### What this task involves
A word-for-word copy of the entries below is required.

┄┄┄┄┄┄┄┄┄┄

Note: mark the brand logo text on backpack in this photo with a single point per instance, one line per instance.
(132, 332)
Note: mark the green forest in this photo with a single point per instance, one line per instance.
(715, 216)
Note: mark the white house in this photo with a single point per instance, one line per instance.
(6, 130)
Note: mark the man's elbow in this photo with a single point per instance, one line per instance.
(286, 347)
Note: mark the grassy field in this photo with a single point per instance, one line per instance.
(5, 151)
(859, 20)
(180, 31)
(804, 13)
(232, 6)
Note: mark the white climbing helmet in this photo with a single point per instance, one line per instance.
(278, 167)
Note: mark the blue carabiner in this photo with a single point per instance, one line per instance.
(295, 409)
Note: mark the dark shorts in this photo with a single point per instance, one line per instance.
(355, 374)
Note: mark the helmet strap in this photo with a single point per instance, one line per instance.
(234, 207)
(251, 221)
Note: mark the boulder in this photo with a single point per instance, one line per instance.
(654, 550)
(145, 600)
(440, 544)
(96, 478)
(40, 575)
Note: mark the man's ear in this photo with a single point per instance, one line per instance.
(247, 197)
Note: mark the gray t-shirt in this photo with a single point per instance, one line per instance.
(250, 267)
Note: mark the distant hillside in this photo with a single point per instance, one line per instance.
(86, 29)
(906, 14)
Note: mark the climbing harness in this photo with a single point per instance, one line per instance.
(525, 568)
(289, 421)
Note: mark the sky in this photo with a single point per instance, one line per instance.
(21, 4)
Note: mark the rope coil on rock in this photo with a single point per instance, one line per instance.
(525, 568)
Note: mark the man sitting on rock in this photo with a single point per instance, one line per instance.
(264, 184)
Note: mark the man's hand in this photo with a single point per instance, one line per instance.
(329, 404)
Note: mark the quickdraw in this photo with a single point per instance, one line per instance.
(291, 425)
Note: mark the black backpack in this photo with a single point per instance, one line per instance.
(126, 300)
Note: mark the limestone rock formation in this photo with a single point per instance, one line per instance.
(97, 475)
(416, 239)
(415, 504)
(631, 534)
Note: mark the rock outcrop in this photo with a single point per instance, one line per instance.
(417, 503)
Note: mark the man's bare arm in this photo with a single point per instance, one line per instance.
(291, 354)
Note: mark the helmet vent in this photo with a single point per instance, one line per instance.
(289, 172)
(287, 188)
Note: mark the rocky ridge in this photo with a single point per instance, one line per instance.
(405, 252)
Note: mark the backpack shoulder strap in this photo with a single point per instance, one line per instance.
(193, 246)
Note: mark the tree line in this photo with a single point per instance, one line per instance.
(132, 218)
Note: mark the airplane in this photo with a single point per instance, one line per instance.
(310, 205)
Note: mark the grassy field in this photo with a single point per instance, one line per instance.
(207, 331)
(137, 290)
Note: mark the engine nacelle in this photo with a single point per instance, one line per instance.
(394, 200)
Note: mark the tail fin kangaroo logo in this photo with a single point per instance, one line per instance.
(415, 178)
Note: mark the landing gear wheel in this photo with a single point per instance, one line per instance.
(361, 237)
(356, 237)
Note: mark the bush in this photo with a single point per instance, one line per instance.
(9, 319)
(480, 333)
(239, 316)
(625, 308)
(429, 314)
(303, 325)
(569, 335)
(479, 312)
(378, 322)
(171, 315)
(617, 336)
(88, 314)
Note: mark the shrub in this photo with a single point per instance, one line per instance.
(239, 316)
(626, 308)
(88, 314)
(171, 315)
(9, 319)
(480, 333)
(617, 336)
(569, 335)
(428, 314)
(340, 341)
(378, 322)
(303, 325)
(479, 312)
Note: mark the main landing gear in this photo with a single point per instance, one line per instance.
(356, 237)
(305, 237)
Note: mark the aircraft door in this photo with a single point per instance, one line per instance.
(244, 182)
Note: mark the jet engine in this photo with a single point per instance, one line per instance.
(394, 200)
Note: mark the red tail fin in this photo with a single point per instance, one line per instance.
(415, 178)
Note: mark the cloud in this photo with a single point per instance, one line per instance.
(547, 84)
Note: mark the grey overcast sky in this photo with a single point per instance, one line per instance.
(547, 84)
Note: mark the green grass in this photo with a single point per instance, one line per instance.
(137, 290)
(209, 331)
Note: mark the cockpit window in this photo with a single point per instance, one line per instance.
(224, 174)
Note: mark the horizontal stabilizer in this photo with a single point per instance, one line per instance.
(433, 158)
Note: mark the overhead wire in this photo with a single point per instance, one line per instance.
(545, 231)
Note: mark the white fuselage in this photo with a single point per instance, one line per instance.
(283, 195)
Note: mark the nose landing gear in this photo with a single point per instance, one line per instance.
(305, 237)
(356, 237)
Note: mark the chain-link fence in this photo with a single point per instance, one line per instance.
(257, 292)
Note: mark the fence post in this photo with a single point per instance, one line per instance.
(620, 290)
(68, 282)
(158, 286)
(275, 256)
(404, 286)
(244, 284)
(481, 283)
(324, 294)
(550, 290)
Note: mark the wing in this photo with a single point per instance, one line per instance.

┄┄┄┄┄┄┄┄┄┄

### Written reply
Note: mark the brand logo text on backpack in this photo with a single point per instance, one line per instance.
(132, 332)
Note: mark the green forest in this photo with a single point per instance, one line per instance.
(715, 216)
Note: mark the white house in this photo with a single point per instance, one line per instance.
(6, 130)
Note: mark the man's elbow in this photo with a single point per instance, one line per instance.
(286, 347)
Note: mark the grassy field in this photo with a single point per instance, one line per instance.
(5, 151)
(859, 20)
(180, 31)
(804, 13)
(232, 6)
Note: mark the white climbing helmet in this photo with a single point per instance, one line per instance.
(278, 167)
Note: mark the blue carabiner in this photo with a single point per instance, one line per instance.
(295, 409)
Note: mark the dark shorts in this photo with a single point per instance, one line per instance.
(355, 374)
Note: mark the helmet strap in this photo with a single point per instance, one line per instance.
(234, 207)
(251, 221)
Note: mark the boulder in this photo with a single point per instance, one line per instance.
(654, 550)
(145, 600)
(440, 544)
(96, 478)
(40, 575)
Note: mark the man's ear in this photo with a single point per instance, one line per instance.
(247, 197)
Note: mark the gray t-shirt in this photo with a single point per instance, one line per instance.
(250, 267)
Note: mark the distant hillside in this photo with a single point per instance, one line per instance.
(86, 29)
(906, 14)
Note: mark the climbing harness in this photo with a single point per instance, one line per instance.
(525, 568)
(289, 421)
Note: mark the sky in this photo with a single point per instance, one line per instance.
(21, 4)
Note: mark the rope coil on rock in this photo with a single point per instance, one line per instance.
(525, 568)
Note: mark the man sitting on rock in this photo with a single point per instance, one line per instance.
(264, 184)
Note: mark the man's hand in this photo with a single point per instance, one line per instance.
(329, 404)
Note: mark the quickdraw in this photo with a single point per instance, one line per instance.
(291, 425)
Note: mark the black backpack in this photo with a single point per instance, one line per instance.
(126, 300)
Note: mark the limestone rock formation in this photo with a single point per instance, one line per instance.
(97, 475)
(416, 239)
(415, 504)
(631, 534)
Note: mark the rock outcrop in this photo with a single point per instance, one line per instance.
(417, 503)
Note: mark the man's bare arm in this photo with a single point per instance, one line per instance.
(291, 354)
Note: mark the helmet vent in this photo with a single point per instance, one line per instance.
(289, 172)
(287, 188)
Note: mark the rocky ridge in this photo with a single point per instance, one line per instance.
(405, 252)
Note: mark the backpack shoulder strap in this photo with a single point per instance, one line per instance.
(193, 246)
Note: mark the tree line in this photo with a single point per instance, one line per instance.
(132, 218)
Note: mark the airplane in this photo with a single point per instance, one line per instance.
(310, 205)
Note: mark the grassy field in this photo with a single point per instance, one line per instance.
(207, 331)
(137, 290)
Note: mark the engine nacelle in this photo with a single point per instance, one line per instance.
(394, 200)
Note: mark the tail fin kangaroo logo in this photo with a single point per instance, one line per instance.
(415, 178)
Note: mark the landing gear wheel in this photo with a single point per instance, one line per instance.
(361, 237)
(356, 237)
Note: mark the bush in this photo with a single point per instance, one line per instance.
(9, 319)
(480, 333)
(239, 316)
(625, 308)
(429, 314)
(303, 325)
(569, 335)
(479, 312)
(378, 322)
(171, 315)
(617, 336)
(88, 314)
Note: mark the shrub in this photo with a single point per instance, one line per instance.
(239, 316)
(626, 308)
(88, 314)
(171, 315)
(9, 319)
(480, 333)
(617, 336)
(569, 335)
(428, 314)
(340, 341)
(378, 322)
(303, 325)
(479, 312)
Note: mark the main landing gear in this photo with a single point per instance, one line per instance.
(356, 237)
(305, 237)
Note: mark the aircraft door in this photo with a single point per instance, one line per instance.
(244, 182)
Note: mark the jet engine in this photo with a single point per instance, one line per instance.
(394, 200)
Note: mark the red tail fin in this photo with a single point per instance, one line per instance.
(415, 178)
Note: mark the cloud in this photo with a single point per instance, one line per instance.
(547, 84)
Note: mark the grey overcast sky in this photo with a single point per instance, one line per instance.
(547, 84)
Note: mark the green grass in this photo with a single point per instance, one line per instance.
(137, 290)
(209, 331)
Note: mark the cockpit window in this photo with a single point per instance, one line per instance.
(224, 174)
Note: mark the horizontal stabilizer in this photo with a single point per instance, one line per instance.
(433, 158)
Note: mark the overhead wire in this photo with a single point per instance, one line per instance.
(545, 231)
Note: mark the white fuselage in this photo with a single point per instance, one line per instance.
(283, 195)
Note: mark the nose landing gear in this photo with a single point per instance, one line per instance.
(305, 237)
(356, 237)
Note: mark the chain-link fence in this photo with a single point per instance, one line per instance.
(257, 292)
Note: mark the fence post in this photo with a single point per instance, one line per instance.
(620, 290)
(68, 282)
(158, 286)
(275, 256)
(404, 286)
(244, 284)
(481, 283)
(324, 294)
(550, 290)
Note: mark the wing in this photo with a single point per instance, one line per instance.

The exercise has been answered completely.